What this task involves:
Tell how many lines in the data contain the word "written", and leave out everything else.

Data supplied:
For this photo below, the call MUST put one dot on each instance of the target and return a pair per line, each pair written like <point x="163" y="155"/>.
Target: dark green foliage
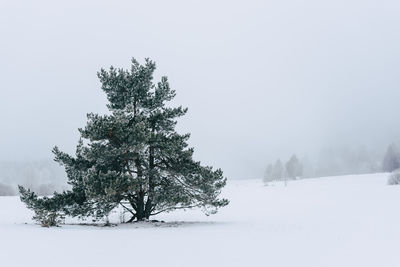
<point x="132" y="157"/>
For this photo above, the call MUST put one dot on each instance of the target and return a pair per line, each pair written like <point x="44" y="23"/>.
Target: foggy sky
<point x="261" y="79"/>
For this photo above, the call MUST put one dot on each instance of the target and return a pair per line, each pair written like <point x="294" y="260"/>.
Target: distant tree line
<point x="41" y="176"/>
<point x="292" y="169"/>
<point x="332" y="162"/>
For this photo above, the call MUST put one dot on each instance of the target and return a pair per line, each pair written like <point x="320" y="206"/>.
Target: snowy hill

Result for this exercise:
4